Text section:
◇ ◇ ◇ ◇ ◇
Unordered lists are specified using the <ul> tag and appear with bullets. At the end of the list, the </ul> tag is used. If another <ul> tag is coded within an unordered list, another level of list will be created (an indented sublist). The bullets used for sublists may be the same or different than the list above them.

Ordered lists are specified using the <ol> tag and are sequentially numbered. At the end of the list, the </ol> tag is used. If another <ol> tag is coded within an ordered list, another level of list will be created (an indented sublist). The numbering sequence starts over for each sublist.

Unordered lists can contain ordered lists and vice versa.

Figure 15.11 demonstrates the unordered and ordered lists with the Mosaic Web browser. Figure 15.12 shows the same HTML document with the Netscape Navigator browser. Listing 15.7 shows the source for it.

Figure 15.11.
Unordered and ordered lists viewed through Mosaic.

Mosaic uses the same bullets at all levels of the unordered list while Netscape Navigator uses different ones.

Figure 15.12.
Unordered and ordered lists viewed through Netscape Navigator.

Listing 15.7. Source for unordered and ordered lists.

<html>
<head>
<title> Ordered and Unordered Lists </title>
</head>
<body>
<h5> Unordered List </h5>
<ul>
<li> First Item
<li> Second Item
<ul>
<li>First sub-item under Second Item
<li>Second sub-item under second item
</ul>
<li> Last Item
</ul>
<h5> Ordered List </h5>
<ol>
<li> First Item
<li> Second Item
<ol>
<li>First sub-item under Second Item
<li>Second sub-item under second item
<ul>
<li>Unordered list within ordered sub-list
</ul>
</ol>
<li> Last Item
</ol>
</body>
</html>

Directory lists are specified using the <dir> tag and appear with bullets. At the end of the list, the </dir> tag is used. If another <dir> tag is coded within a directory list, another level of list will be created (an indented sublist). The bullets used for sublists may be the same or different than the list above them.

Menu lists are specified using the <menu> tag and are sequentially numbered. At the end of the list, the </menu> tag is used. In some versions, when another <menu> tag is coded within a menu list, another level of list will be created (an indented sublist). The bullets used for sublists may be the same or different than the list above them.
◇ ◇ ◇ ◇ ◇
Records:
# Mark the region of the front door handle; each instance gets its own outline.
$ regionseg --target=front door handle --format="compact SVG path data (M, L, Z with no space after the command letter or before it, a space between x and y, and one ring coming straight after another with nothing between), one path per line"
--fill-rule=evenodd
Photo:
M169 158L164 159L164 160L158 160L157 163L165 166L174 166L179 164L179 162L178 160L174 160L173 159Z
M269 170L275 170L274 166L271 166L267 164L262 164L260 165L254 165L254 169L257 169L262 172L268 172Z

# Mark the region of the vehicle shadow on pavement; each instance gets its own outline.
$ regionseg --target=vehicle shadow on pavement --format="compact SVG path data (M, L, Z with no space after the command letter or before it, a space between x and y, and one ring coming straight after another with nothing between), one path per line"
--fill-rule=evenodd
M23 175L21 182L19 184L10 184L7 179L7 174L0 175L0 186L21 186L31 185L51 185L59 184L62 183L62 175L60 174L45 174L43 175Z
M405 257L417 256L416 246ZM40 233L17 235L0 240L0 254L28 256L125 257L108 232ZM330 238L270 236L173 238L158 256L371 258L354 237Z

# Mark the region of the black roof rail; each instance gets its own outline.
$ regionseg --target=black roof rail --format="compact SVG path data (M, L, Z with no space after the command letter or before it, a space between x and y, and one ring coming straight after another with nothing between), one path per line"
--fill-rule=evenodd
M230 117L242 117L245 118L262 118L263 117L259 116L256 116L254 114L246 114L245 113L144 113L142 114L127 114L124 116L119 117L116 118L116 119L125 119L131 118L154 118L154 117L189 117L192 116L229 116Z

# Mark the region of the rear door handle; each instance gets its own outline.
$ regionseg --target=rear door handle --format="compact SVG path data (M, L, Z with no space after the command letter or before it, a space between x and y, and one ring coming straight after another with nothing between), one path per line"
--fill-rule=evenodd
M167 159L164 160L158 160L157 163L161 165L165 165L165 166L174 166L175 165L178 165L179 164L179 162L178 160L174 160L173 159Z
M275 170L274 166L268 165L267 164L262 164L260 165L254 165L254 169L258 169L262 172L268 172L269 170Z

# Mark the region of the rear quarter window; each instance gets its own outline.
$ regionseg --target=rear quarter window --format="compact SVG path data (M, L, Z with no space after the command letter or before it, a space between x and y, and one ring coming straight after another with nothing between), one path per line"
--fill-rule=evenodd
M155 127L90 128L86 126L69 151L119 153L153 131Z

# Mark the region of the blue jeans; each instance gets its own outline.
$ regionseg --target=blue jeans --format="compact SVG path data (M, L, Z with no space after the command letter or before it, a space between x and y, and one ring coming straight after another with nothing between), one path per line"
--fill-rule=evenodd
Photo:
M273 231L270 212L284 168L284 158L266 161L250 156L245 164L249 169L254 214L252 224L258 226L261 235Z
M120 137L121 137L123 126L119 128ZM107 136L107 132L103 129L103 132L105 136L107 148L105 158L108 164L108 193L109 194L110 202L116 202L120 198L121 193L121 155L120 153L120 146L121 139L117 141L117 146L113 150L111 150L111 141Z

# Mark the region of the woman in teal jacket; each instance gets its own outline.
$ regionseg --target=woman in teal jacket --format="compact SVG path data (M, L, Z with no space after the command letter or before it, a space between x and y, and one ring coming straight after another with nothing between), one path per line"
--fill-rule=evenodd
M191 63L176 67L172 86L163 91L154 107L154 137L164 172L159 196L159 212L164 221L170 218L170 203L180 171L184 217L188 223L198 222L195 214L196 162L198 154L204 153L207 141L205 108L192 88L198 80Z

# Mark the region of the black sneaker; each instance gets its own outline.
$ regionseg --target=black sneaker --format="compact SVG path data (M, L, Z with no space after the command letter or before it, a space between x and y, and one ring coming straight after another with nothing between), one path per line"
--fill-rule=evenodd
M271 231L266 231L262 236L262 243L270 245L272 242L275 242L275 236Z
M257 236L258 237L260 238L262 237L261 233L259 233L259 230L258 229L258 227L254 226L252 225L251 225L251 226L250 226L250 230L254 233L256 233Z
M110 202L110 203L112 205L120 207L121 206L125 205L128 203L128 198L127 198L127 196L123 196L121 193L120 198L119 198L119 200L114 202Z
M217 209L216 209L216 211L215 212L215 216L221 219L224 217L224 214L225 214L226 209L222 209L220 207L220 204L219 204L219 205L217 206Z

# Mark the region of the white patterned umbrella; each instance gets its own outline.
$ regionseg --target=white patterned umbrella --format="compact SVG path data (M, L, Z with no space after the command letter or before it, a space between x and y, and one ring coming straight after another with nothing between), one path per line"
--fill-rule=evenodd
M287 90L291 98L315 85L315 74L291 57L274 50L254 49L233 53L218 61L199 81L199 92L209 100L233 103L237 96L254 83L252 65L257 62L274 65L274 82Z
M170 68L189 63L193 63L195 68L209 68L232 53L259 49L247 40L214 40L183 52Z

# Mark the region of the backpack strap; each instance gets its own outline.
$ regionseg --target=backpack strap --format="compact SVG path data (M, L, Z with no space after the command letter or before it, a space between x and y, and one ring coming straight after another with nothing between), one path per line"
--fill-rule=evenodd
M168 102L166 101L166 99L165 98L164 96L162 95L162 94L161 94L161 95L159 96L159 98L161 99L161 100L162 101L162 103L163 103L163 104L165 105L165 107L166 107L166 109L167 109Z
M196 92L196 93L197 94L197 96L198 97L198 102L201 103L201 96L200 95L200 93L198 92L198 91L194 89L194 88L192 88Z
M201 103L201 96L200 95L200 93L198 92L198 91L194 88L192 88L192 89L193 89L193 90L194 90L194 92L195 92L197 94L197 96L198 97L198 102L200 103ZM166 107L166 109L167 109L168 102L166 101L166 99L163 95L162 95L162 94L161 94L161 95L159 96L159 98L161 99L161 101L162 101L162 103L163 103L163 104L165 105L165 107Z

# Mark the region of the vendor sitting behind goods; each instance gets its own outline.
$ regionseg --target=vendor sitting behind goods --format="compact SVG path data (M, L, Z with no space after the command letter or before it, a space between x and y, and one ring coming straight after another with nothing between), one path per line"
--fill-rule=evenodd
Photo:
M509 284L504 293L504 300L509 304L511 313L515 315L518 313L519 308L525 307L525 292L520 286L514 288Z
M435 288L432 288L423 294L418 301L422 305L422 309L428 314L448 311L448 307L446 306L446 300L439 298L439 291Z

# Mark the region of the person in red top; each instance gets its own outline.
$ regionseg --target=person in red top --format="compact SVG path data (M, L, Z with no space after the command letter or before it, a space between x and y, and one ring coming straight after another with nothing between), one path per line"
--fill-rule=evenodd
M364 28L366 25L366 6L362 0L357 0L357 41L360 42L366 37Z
◇ ◇ ◇ ◇ ◇
Stated problem 1: In the passage on HTML lists, what happens to the numbering sequence for each sublist in an ordered list?
Stated problem 2: Copy out the passage on HTML lists word for word. Begin at the words "Ordered lists are specified using the <ol>" and stop after "for each sublist.".
Stated problem 3: Name every kind of list described in the passage on HTML lists, along with the tag used to start each one.

Exercise solution 1: It starts over for each sublist.

Exercise solution 2:
Ordered lists are specified using the <ol> tag and are sequentially numbered. At the end of the list, the </ol> tag is used. If another <ol> tag is coded within an ordered list, another level of list will be created (an indented sublist). The numbering sequence starts over for each sublist.

Exercise solution 3:
Unordered list: <ul>
Ordered list: <ol>
Directory list: <dir>
Menu list: <menu>